- Task instructions: Your task is to restate the data word for word.

Dataset rows on where objects appear
------------------------------------------------------------
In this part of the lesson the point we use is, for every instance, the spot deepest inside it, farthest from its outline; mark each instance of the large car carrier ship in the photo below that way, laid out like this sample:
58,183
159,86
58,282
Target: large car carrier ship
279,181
------------------------------------------------------------
- Solution to this task:
In this part of the lesson the point we use is, for every instance, the spot deepest inside it, farthest from its outline; mark each instance of the large car carrier ship in the photo below that way, laid out like this sample:
58,183
159,86
58,282
Target: large car carrier ship
279,181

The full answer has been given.